**Exercise requirements:** Extract every line of the entries below that contains the string "region", keeping each line in its original order.

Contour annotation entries
******************************

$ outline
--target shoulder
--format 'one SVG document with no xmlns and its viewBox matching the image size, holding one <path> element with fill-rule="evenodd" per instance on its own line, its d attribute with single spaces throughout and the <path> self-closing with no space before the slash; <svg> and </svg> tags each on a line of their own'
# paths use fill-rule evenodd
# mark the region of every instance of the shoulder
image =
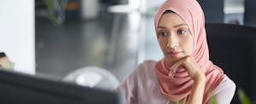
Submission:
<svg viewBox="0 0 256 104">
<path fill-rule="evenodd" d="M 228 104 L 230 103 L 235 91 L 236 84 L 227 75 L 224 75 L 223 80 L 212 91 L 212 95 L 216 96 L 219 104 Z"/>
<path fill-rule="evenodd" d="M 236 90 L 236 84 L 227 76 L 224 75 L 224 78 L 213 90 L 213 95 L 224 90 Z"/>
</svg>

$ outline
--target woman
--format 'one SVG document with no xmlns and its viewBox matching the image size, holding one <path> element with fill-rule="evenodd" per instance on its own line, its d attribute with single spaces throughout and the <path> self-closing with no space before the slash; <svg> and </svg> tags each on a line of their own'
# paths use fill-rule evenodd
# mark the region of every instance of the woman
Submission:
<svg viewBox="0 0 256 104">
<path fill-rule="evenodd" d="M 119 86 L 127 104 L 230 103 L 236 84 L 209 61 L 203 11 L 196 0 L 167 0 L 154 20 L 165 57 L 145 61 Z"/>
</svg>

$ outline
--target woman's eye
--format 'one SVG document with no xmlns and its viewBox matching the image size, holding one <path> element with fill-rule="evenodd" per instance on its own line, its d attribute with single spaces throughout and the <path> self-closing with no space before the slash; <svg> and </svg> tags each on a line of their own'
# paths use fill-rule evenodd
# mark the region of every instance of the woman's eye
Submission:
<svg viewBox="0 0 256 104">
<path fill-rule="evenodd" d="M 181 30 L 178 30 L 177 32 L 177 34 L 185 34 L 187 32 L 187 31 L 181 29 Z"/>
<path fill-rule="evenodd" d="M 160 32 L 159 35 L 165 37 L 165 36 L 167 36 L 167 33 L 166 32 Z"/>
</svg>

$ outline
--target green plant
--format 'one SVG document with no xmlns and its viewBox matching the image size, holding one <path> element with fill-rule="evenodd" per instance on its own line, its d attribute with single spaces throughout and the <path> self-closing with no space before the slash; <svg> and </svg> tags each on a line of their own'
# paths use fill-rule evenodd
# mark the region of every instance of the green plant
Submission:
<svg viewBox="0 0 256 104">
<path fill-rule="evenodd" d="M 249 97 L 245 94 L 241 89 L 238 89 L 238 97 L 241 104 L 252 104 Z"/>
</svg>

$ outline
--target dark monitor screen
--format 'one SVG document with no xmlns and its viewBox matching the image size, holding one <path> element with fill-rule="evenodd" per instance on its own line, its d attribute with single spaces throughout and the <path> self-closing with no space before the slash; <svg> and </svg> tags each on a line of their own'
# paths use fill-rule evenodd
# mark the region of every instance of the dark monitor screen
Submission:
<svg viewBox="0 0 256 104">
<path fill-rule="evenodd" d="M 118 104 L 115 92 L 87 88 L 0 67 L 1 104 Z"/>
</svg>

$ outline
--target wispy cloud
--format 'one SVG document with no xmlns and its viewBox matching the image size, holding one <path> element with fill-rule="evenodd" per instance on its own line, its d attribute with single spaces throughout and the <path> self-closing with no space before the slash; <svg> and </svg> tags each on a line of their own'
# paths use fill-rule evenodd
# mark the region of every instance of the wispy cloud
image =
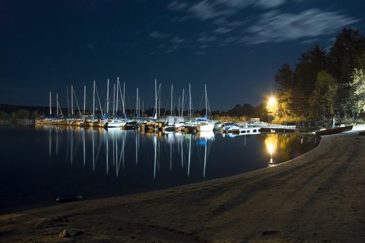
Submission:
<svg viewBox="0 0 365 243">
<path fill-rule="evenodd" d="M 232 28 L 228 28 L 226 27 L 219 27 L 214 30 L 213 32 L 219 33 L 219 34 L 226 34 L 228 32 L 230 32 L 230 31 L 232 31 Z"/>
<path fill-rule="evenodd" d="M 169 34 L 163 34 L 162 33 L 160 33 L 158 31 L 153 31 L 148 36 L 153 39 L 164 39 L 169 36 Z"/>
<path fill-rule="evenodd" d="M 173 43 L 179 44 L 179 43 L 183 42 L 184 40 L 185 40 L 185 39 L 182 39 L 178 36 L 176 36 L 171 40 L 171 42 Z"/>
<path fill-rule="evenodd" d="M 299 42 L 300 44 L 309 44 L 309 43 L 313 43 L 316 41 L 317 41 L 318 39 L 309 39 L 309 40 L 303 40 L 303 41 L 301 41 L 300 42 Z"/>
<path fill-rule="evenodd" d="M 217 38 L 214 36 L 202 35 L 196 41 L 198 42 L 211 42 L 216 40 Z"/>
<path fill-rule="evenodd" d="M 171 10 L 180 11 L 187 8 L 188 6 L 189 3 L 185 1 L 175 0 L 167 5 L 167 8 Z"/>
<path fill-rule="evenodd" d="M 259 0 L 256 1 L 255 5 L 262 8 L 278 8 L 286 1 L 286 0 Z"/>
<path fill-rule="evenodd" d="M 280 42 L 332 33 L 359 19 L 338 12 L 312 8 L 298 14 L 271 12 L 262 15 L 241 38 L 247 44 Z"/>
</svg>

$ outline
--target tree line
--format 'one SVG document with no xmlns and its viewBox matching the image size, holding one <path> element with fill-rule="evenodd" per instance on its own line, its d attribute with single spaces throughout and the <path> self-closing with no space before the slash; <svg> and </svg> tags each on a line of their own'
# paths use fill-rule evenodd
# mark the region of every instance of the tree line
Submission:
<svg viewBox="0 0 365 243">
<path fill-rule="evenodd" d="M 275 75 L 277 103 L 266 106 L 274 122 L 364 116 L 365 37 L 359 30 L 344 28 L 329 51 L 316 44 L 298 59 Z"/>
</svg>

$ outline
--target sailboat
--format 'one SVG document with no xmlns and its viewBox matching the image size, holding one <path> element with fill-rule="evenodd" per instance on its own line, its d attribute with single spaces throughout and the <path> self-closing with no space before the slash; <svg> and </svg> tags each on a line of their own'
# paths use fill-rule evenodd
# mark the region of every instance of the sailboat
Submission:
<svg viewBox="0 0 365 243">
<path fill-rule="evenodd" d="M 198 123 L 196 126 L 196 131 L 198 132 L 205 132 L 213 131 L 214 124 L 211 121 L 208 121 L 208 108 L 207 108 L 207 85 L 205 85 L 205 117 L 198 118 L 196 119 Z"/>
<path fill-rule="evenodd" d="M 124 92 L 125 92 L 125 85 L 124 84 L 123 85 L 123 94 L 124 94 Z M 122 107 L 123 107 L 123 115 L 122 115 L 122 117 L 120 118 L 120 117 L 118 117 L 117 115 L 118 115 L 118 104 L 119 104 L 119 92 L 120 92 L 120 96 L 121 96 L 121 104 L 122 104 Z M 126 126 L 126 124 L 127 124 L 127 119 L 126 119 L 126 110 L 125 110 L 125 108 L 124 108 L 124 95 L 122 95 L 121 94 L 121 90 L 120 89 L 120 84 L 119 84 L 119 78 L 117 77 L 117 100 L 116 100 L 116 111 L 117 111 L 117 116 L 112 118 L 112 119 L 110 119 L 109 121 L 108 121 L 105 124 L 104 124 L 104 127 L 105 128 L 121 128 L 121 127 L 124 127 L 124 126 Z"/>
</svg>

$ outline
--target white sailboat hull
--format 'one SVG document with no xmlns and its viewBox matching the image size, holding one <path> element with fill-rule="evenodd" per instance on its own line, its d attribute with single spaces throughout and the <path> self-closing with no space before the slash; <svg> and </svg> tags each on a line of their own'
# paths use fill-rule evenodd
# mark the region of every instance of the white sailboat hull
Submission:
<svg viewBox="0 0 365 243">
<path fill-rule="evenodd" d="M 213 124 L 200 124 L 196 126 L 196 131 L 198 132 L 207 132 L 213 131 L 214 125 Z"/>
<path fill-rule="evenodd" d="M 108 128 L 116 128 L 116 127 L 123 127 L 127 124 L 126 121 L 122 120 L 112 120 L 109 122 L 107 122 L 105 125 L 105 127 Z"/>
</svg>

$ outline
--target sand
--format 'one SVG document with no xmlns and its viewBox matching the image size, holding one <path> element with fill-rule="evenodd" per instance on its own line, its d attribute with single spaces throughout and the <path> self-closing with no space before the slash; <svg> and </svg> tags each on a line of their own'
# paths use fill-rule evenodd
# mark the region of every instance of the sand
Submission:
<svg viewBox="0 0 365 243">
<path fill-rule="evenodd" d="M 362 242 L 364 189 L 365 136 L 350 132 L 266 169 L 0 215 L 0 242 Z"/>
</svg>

******************************

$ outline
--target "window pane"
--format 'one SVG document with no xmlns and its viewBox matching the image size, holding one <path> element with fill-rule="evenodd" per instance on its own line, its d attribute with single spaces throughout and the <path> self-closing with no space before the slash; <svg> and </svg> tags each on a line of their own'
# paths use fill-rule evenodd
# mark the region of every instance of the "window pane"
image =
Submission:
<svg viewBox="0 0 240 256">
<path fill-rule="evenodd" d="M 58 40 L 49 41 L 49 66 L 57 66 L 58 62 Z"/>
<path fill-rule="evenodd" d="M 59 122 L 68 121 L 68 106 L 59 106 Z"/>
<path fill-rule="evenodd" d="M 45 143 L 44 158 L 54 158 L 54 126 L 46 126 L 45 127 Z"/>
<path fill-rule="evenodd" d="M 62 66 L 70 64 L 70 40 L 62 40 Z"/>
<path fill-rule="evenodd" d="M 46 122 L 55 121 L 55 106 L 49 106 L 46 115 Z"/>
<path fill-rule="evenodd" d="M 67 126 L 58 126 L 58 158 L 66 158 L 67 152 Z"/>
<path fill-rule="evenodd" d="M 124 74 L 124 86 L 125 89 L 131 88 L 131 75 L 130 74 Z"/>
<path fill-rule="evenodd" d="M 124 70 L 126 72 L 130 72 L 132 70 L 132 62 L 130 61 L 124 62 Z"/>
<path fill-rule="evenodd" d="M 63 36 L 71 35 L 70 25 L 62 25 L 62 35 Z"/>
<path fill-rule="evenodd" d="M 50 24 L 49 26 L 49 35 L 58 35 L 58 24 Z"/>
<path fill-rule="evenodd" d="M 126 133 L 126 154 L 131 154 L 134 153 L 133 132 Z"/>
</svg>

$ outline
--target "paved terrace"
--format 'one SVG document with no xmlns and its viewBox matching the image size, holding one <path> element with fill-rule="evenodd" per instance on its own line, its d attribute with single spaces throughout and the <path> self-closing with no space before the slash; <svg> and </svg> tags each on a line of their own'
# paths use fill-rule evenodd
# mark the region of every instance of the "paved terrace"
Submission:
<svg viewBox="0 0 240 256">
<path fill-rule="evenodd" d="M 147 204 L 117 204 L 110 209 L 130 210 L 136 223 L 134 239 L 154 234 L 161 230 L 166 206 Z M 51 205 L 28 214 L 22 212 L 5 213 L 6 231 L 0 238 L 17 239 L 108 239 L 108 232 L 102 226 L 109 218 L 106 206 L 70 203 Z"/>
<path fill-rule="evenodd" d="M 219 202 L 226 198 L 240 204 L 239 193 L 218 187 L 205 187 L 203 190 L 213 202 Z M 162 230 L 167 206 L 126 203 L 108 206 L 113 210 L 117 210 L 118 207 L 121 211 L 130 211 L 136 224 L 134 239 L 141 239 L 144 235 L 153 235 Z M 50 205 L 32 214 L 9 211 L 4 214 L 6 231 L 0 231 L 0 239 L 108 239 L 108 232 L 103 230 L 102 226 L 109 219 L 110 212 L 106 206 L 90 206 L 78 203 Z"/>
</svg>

******************************

**Response:**
# mark the region of every instance of the shoulder
# mark the region of every instance of the woman
# mark the region of every instance of the woman's eye
# mark the region of every instance of the green plant
# mark the region of every instance of the dark monitor screen
# mark the region of every instance of the wispy cloud
# mark the region of every instance of the tree line
# mark the region of every instance of the sailboat
# mark the region of every instance of the white sailboat hull
# mark the region of every instance of the sand
# mark the region of every instance of the "window pane"
# mark the region of every instance of the "paved terrace"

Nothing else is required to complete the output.